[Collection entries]
★ ★ ★
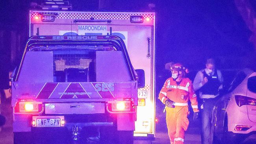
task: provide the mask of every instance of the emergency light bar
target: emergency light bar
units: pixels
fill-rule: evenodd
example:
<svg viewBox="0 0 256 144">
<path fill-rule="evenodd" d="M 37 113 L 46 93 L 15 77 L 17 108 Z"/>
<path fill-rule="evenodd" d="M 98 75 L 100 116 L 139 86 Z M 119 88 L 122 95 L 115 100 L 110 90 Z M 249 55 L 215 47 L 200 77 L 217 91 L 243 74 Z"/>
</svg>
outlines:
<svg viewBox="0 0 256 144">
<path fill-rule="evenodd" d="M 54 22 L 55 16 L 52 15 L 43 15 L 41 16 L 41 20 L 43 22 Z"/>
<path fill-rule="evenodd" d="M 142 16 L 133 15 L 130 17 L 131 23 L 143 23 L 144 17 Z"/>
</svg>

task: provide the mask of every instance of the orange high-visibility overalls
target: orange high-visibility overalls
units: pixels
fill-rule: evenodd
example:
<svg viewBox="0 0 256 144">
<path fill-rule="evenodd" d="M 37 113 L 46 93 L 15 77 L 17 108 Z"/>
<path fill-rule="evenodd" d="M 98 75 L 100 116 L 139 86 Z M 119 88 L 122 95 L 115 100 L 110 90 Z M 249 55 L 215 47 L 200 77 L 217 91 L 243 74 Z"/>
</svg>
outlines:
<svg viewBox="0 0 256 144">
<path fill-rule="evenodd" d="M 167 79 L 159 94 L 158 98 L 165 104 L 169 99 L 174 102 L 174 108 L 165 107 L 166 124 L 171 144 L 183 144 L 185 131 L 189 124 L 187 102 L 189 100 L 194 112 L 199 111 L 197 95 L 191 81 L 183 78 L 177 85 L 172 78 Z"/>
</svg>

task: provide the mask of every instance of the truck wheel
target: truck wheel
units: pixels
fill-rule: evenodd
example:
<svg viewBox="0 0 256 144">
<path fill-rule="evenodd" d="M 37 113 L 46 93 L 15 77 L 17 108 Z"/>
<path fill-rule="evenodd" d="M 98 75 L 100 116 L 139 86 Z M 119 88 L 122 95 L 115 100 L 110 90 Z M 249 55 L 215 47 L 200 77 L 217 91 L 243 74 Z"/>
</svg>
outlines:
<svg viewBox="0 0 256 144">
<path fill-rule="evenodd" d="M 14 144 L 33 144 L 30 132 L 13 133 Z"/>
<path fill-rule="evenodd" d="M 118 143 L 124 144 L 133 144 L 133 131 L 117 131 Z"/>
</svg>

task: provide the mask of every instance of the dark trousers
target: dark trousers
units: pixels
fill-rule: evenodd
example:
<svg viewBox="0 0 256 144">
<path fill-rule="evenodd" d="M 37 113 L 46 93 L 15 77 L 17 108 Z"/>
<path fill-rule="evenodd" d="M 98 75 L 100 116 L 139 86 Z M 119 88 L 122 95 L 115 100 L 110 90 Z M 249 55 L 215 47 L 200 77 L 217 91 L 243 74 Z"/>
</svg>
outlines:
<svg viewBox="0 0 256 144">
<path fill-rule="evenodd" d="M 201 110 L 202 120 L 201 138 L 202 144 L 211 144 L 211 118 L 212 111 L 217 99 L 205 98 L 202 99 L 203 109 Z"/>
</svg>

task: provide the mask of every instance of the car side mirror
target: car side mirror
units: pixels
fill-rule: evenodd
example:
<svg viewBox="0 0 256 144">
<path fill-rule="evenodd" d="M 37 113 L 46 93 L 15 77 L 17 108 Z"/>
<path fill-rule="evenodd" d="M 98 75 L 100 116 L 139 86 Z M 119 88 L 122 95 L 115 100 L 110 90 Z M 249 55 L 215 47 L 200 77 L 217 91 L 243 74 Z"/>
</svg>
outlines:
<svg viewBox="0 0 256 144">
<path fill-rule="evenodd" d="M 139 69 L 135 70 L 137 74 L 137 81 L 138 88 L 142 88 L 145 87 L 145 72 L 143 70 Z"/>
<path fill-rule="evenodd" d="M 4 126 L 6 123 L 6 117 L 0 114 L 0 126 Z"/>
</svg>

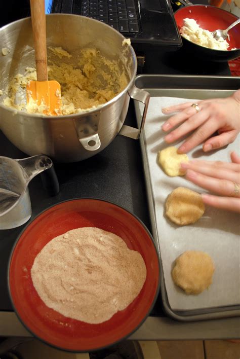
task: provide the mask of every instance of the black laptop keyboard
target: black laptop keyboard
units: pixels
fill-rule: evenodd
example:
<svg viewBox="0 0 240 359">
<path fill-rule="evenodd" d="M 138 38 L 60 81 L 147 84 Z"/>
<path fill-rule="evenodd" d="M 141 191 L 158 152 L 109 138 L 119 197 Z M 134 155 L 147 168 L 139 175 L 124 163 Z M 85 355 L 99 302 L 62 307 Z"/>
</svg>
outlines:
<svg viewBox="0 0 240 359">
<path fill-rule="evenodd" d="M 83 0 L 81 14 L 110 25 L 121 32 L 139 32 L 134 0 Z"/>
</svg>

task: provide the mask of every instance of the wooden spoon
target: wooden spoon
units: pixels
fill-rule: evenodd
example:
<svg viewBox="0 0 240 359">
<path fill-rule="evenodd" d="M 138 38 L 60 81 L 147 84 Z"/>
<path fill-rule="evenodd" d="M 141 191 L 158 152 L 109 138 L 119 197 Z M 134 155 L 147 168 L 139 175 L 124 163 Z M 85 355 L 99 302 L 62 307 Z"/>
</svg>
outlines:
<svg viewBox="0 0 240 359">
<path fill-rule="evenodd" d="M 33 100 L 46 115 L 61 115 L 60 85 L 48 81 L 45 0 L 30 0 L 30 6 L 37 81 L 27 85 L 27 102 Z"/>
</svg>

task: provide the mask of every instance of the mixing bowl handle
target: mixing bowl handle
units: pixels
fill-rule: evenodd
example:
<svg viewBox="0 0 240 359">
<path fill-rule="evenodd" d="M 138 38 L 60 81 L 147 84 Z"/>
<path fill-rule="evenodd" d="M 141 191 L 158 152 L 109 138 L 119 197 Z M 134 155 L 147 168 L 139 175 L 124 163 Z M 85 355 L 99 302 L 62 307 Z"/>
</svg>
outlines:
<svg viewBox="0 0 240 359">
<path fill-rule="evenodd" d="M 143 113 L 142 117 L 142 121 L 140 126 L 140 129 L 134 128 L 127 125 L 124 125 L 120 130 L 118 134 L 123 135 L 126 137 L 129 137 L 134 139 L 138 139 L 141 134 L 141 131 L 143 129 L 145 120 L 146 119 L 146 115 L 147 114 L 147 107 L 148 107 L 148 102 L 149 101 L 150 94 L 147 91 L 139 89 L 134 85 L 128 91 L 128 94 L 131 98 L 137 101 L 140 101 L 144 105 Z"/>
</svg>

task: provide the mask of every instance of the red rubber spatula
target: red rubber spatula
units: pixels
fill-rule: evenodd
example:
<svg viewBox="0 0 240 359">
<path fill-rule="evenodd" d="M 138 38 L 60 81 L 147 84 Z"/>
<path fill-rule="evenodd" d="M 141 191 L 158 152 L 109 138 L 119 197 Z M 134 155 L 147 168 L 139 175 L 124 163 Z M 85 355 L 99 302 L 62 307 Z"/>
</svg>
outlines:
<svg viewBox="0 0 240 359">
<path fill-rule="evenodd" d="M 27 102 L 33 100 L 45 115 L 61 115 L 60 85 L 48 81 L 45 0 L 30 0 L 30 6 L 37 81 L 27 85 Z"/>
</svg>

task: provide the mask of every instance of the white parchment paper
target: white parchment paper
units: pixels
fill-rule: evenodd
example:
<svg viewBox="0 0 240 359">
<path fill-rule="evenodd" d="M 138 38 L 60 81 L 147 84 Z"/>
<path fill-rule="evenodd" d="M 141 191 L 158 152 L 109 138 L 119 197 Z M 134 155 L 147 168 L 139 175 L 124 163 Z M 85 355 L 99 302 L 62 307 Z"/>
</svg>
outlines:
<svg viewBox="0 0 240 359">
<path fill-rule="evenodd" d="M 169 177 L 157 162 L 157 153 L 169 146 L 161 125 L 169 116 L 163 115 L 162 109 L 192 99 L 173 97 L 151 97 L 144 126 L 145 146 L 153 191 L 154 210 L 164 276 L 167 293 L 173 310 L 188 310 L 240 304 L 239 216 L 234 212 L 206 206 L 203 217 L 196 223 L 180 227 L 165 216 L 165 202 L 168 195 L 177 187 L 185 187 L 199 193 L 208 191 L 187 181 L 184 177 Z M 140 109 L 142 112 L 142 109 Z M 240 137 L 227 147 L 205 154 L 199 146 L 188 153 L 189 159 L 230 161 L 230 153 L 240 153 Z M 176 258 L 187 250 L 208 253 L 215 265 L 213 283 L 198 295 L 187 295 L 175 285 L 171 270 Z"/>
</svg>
★ ★ ★
#### REQUEST:
Reproduce verbatim the lines from the start of the entries through the line containing "142 16 L 133", including both ends. Leave out the pictures.

#### EXERCISE RESULT:
task: provide the mask of every instance of the emergency light bar
target: emergency light bar
units: pixels
fill-rule: evenodd
example:
<svg viewBox="0 0 256 144">
<path fill-rule="evenodd" d="M 37 113 L 46 93 L 15 77 L 17 108 Z"/>
<path fill-rule="evenodd" d="M 98 75 L 100 116 L 139 86 Z M 119 88 L 122 95 L 115 100 L 110 90 Z M 249 55 L 215 47 L 200 77 L 217 91 L 243 74 Z"/>
</svg>
outlines:
<svg viewBox="0 0 256 144">
<path fill-rule="evenodd" d="M 54 22 L 55 16 L 52 15 L 43 15 L 41 16 L 41 20 L 43 22 Z"/>
<path fill-rule="evenodd" d="M 142 16 L 133 15 L 130 17 L 131 23 L 143 23 L 144 17 Z"/>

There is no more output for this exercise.